Continue the article on nurse residency programs from the point where it stops, writing in its style.

▶ _Selected text_

▬▬▬

By Heather Stringer
In 2010, the Institute of Medicine issued eight recommendations that dared to transform the nursing profession by 2020. This year marks the midway point for reaching the goals outlined in the report “The Future of Nursing: Leading Change, Advancing Health,” Recommendation 3 of which is to implement nurse residency programs. Statistics at halftime offer a glimpse into nursing’s progress so far.
Recommendation 3: A closer look
The Future of Nursing: Campaign for Action leaders acknowledge that it has been challenging to execute Recommendation 3. “There is evidence that residency programs help increase the competency of nurses and retention, but it is hard to pay for these programs,” said Susan Hassmiller, PhD, RN, FAAN, the Robert Wood Johnson Foundation senior adviser for nursing. “Whose responsibility is it? The schools of nursing, the hospitals, the insurance providers? With everything being cut back in healthcare and some hospitals in the red, they have to make hard decisions about allocating resources, and residency programs do not always take a first priority.”
Despite these challenges, a study released in February in the Journal of Nursing Administration reported a 10% increase in the number of hospitals offering nurse residency programs between 2011 and 2013. In 2013, 41% of institutions offered RN residencies to new graduates.
To encourage more facilities to implement the recommendations, the RWJF created grants of up to $150,000 that could be used by the state action coalitions. So far six of the 31 allocated state grants are being used for nurse residency programs. The six states are Rhode Island, Idaho, Utah, West Virginia, Arkansas and Nevada.
Proving their worth
Although the cost of a nurse residency program may seem like a barrier, nurse leaders in some hospitals made the case to hospital administrators that these programs would not only save money but also improve the quality of care.

▬▬▬

▶ _Records supplied_
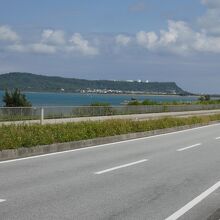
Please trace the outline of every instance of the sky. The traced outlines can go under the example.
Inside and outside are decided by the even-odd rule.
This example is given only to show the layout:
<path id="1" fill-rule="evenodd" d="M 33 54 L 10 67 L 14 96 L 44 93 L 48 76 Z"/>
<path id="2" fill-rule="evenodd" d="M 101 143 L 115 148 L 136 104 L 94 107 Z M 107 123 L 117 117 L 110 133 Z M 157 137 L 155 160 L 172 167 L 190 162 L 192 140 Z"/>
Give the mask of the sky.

▬▬▬

▶ _Output below_
“Our residents work closely with staff nurses who serve as coaches,” said Joan Kavanagh, MSN, RN, NEA-BC, associate CNO of education and professional development at the Cleveland Clinic in Ohio. “Learning in context with an experienced coach compresses the time to competency and that is the big money saver and also the key to patient safety.”
The Cleveland Clinic launched a nurse residency program in 2014 in which nurses were assessed before entering the residency to determine the areas where they lacked experience, and their training was tailored accordingly. The residents also were not paid a full salary until they demonstrated a level of competency, and then they moved to a full salary while still working with a coach.
“This has been a passion of ours for many years because we really wanted to support new grads and nurses who are making a major clinical career change,” Kavanagh said. “With the support of a coach, educator and manager throughout the core curriculum, we have seen an improvement in speed to practice and confidence to care for patients independently.”
Heather Stringer is a freelance writer.